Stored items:
++++++++
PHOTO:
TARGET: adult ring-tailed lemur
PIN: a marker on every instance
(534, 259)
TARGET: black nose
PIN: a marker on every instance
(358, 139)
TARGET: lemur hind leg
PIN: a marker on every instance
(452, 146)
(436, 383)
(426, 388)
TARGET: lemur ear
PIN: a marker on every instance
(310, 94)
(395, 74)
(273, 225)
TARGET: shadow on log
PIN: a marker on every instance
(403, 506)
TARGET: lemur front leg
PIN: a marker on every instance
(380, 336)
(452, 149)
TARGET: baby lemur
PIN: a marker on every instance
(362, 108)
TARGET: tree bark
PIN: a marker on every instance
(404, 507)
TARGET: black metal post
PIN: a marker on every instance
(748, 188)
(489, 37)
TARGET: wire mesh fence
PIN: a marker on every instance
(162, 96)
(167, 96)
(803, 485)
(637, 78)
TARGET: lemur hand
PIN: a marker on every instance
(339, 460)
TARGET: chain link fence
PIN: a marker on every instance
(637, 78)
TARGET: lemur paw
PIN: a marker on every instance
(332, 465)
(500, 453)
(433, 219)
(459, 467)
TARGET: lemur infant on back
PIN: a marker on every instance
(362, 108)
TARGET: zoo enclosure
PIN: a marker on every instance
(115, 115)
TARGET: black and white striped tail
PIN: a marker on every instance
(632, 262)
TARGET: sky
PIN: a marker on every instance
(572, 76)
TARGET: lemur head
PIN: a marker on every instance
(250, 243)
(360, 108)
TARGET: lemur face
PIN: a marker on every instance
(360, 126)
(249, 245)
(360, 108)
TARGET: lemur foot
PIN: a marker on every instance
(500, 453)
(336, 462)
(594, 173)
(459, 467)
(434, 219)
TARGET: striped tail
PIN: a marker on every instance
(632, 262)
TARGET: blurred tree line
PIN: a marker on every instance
++++++++
[WHAT THIS TASK INVOLVES] Please set down each entry again, word for word.

[RESPONSE TO THIS TASK]
PHOTO:
TARGET: adult ring-tailed lemur
PIN: a marker on every instance
(534, 259)
TARGET: black nose
PIN: a marker on every instance
(358, 139)
TARGET: lemur hind leg
PIN: a marker on every instance
(452, 146)
(436, 383)
(426, 388)
TARGET: lemur ear
PIN: a marker on every instance
(310, 94)
(395, 74)
(273, 225)
TARGET: shadow on log
PIN: a marker on every instance
(403, 506)
TARGET: lemur front leg
PIN: a marker on every instance
(380, 336)
(452, 149)
TARGET: baby lemur
PIN: a marker on every instance
(362, 108)
TARGET: tree bark
PIN: a marker on every instance
(404, 507)
TARGET: black metal post
PIN: a marker on every instance
(748, 188)
(489, 37)
TARGET: wire mesh fence
PIN: a marker on every instance
(162, 96)
(167, 96)
(803, 485)
(637, 78)
TARGET: lemur hand
PIN: a marker on every instance
(339, 460)
TARGET: chain link fence
PIN: a marker on every instance
(637, 78)
TARGET: lemur paw
PIN: a marker on every instance
(332, 465)
(500, 453)
(433, 219)
(459, 467)
TARGET: lemur infant on back
PIN: a marker on every instance
(362, 108)
TARGET: zoo enclosure
PIN: a marker on every instance
(115, 115)
TARGET: black and white striped tail
PIN: a marker on every instance
(632, 262)
TARGET: sky
PIN: a marker on every instance
(572, 76)
TARGET: lemur head
PIN: a marker on every instance
(250, 243)
(360, 108)
TARGET: lemur face
PIN: a marker on every instance
(360, 126)
(249, 245)
(360, 108)
TARGET: lemur foot
PIN: a marker on every instance
(500, 453)
(336, 462)
(594, 173)
(459, 467)
(434, 219)
TARGET: striped tail
PIN: a marker on every instance
(632, 262)
TARGET: blurred tree line
PIN: a marker on every instance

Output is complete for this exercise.